== ENTRIES SHOWN
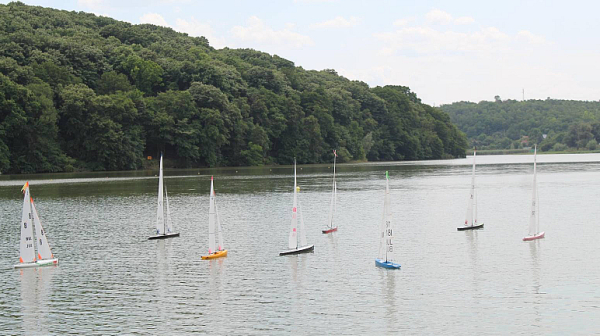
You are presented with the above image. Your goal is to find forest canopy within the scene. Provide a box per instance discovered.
[441,97,600,151]
[0,2,467,173]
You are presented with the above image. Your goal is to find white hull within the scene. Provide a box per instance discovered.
[279,245,315,256]
[15,258,58,268]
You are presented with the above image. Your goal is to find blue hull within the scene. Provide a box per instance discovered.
[375,259,400,269]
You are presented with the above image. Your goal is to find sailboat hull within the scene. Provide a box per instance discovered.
[321,226,337,233]
[456,224,483,231]
[375,259,400,269]
[148,233,179,240]
[279,245,315,256]
[202,250,227,260]
[15,258,58,268]
[523,232,546,241]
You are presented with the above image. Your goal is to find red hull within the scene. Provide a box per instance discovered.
[321,227,337,233]
[523,232,546,241]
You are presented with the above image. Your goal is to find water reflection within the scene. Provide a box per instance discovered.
[379,268,400,334]
[529,239,546,294]
[19,267,57,335]
[529,239,546,328]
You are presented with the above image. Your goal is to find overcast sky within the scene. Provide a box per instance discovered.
[0,0,600,105]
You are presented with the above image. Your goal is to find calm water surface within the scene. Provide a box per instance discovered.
[0,154,600,335]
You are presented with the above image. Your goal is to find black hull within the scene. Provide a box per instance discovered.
[456,224,483,231]
[148,233,179,240]
[279,245,315,256]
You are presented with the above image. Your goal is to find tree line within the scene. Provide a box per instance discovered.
[0,2,467,173]
[441,97,600,151]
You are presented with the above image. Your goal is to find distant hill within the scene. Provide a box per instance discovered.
[441,97,600,151]
[0,2,466,173]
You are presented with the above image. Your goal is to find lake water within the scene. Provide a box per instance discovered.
[0,154,600,335]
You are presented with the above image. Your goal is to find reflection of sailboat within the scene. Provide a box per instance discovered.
[202,176,227,260]
[523,145,545,241]
[379,272,398,334]
[279,160,315,256]
[148,154,179,239]
[375,171,400,269]
[456,149,483,231]
[322,149,337,233]
[15,182,58,268]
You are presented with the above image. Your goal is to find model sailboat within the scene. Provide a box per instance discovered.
[523,145,545,241]
[375,171,400,269]
[456,149,483,231]
[202,176,227,260]
[15,182,58,268]
[322,149,337,233]
[148,154,179,239]
[279,160,315,256]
====
Can you gather every line in the items above that contains the string "sailboat"? Case counts.

You are presented with the above image. Your goal is to find sailboat hull within the scene. Provide a box per instance discovered.
You are presented with the above image. Your goal is to find reflection of sailboat within the scene. Provide a box per instance discovered.
You are presented with the above image. Your goal is to find model sailboat within the scene. Provide a box per instance discovered.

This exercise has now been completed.